▶ [Written problem] Copy exactly, and only, the lines from the line containing "Q: Place a marker on the sandal in" through the last line of the records below, both included.

>> begin Stored records

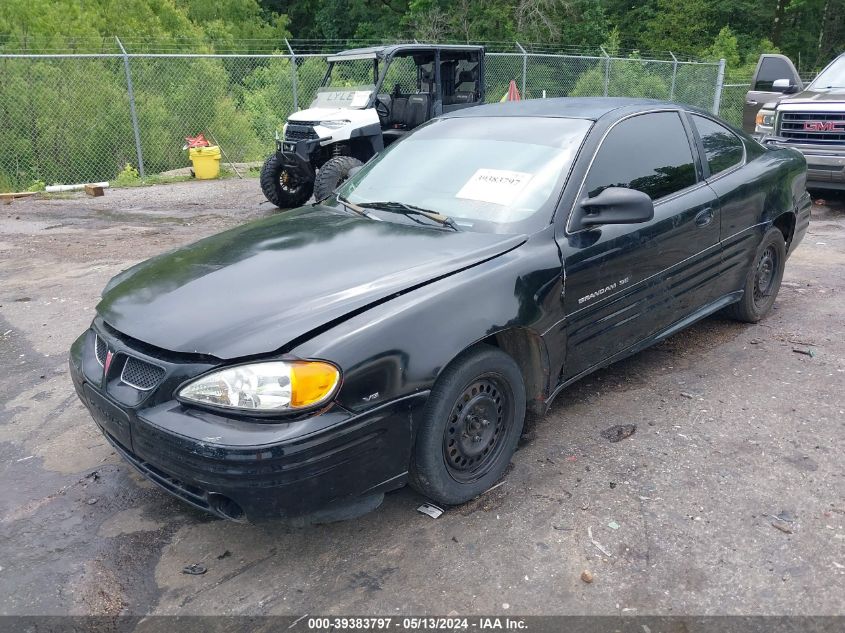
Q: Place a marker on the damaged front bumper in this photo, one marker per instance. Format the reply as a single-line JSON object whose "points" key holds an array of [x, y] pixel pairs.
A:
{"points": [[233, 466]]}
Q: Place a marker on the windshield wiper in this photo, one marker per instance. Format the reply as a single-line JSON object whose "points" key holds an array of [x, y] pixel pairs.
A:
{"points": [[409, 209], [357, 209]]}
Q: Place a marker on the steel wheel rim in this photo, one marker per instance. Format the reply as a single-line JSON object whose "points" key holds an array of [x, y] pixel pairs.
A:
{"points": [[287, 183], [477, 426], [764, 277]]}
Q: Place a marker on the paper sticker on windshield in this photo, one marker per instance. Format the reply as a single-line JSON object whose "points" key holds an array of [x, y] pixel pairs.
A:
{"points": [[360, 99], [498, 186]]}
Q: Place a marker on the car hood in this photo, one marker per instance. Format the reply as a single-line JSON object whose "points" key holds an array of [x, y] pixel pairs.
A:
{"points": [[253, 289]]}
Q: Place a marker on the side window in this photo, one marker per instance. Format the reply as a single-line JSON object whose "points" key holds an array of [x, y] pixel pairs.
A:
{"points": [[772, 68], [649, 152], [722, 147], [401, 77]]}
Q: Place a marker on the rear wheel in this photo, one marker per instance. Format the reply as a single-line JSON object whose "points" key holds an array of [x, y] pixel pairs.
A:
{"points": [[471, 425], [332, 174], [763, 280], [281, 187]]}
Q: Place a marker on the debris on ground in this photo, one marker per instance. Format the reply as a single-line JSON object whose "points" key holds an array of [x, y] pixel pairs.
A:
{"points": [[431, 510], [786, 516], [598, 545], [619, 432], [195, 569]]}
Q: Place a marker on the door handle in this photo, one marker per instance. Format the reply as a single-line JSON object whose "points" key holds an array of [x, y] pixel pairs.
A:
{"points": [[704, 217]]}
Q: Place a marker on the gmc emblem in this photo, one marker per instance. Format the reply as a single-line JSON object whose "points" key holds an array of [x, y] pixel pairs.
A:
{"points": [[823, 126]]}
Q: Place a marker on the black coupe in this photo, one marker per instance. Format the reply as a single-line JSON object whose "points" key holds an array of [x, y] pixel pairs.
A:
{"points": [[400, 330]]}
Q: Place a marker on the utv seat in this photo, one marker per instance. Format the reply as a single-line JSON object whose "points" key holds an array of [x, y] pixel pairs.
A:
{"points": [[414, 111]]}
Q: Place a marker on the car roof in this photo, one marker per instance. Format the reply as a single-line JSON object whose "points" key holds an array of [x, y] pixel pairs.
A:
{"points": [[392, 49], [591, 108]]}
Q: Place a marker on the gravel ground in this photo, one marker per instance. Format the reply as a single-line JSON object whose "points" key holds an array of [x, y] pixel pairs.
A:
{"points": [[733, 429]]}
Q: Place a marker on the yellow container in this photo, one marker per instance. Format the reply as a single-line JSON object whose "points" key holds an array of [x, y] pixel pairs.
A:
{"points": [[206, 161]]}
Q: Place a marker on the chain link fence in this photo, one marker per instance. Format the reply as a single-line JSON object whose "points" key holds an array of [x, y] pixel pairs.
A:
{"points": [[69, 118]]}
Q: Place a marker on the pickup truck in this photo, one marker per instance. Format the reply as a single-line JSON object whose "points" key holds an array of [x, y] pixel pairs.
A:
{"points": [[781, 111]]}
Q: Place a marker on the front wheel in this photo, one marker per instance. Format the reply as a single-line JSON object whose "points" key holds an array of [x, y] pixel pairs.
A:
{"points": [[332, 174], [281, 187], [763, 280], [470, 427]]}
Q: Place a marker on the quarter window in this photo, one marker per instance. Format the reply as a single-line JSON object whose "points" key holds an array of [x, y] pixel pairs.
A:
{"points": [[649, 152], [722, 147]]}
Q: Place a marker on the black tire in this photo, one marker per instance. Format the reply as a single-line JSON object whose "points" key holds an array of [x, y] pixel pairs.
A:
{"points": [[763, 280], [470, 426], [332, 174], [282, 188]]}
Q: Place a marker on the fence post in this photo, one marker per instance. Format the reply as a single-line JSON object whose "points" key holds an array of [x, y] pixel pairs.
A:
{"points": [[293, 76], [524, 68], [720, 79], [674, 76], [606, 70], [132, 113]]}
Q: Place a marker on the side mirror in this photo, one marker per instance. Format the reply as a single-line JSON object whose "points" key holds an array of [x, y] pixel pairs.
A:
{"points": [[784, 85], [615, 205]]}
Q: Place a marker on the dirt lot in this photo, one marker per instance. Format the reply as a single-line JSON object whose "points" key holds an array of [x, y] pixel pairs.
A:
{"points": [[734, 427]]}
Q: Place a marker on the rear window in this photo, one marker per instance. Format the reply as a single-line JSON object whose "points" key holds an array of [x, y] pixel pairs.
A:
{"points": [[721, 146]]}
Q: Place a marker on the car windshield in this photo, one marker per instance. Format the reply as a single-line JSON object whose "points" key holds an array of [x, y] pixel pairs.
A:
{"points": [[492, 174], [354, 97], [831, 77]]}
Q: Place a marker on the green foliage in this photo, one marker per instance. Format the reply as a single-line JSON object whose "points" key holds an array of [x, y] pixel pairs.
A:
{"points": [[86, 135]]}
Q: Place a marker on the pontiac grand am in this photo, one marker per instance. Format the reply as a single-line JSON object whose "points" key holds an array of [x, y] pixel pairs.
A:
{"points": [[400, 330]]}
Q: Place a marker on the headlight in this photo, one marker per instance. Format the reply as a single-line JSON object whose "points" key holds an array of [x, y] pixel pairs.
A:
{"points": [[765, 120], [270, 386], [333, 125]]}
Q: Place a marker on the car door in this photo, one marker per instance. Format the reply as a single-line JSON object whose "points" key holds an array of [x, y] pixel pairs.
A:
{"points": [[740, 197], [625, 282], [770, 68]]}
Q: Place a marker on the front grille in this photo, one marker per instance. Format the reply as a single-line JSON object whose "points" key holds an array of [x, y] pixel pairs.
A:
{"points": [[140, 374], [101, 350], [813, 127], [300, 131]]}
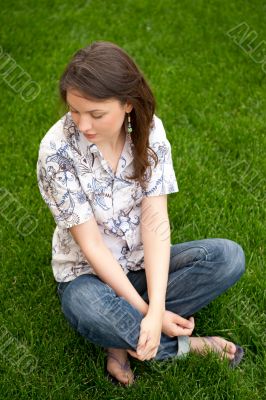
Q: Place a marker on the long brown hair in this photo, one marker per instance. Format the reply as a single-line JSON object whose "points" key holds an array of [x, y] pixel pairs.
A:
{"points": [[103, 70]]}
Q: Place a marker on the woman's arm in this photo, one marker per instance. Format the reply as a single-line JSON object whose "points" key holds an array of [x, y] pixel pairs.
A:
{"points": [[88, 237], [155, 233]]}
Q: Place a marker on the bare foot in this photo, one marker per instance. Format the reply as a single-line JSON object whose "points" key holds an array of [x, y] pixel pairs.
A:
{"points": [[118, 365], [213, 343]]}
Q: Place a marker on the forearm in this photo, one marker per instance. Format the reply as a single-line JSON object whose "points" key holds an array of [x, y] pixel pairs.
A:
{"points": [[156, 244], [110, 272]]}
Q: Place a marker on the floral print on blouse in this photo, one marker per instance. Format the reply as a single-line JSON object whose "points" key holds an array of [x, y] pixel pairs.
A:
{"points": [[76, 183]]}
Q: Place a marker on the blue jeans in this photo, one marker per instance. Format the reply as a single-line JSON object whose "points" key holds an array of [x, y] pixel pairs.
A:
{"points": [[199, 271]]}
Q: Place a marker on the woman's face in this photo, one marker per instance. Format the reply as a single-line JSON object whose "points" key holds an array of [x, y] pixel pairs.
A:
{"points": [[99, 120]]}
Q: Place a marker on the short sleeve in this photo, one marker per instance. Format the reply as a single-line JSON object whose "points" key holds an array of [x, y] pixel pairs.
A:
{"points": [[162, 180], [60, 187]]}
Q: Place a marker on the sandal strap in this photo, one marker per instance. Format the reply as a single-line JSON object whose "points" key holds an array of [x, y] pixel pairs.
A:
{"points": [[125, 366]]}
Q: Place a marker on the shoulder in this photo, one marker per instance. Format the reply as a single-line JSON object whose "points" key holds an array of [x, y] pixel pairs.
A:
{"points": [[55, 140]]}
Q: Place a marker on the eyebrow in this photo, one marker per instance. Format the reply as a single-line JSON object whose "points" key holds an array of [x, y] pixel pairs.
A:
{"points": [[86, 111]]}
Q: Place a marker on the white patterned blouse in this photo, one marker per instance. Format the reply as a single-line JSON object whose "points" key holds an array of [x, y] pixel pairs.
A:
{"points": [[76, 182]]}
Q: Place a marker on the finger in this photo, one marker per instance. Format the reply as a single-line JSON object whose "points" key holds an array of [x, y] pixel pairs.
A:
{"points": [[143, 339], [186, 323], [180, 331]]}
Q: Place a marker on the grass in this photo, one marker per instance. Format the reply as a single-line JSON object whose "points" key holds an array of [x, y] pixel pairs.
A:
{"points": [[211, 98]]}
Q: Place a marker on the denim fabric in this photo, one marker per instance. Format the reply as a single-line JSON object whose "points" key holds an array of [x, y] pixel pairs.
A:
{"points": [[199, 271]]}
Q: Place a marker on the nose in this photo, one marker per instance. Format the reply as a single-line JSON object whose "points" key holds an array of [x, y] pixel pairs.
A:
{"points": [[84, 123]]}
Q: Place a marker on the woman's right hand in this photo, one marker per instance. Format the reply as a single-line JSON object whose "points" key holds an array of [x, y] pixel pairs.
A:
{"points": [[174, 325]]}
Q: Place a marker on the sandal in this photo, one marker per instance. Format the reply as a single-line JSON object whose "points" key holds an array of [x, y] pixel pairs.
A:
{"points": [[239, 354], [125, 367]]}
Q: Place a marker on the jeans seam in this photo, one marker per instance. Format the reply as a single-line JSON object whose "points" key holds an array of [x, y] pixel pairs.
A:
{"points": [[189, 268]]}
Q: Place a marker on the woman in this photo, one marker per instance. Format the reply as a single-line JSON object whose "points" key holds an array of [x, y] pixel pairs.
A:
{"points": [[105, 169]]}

>> end Stored records

▶ [Result]
Q: Place a marker on the sandal in this photo, one marker per instance. Format the reply as a single-line JSON object whose "points" key holds an array of [x, y] pixel pairs.
A:
{"points": [[239, 354], [125, 367]]}
Q: Place a marker on the jeans seam in this photo, one marker per instance. Format the reply as a single-line JSON object whose "points" key holds an array of [x, y] pixel pairs.
A:
{"points": [[189, 268]]}
Q: Place a marker on the woman in this photo, one marker per instance. Format the reply as a single-line JSON object whose "points" key holds an array of [x, y] pixel pairs.
A:
{"points": [[105, 169]]}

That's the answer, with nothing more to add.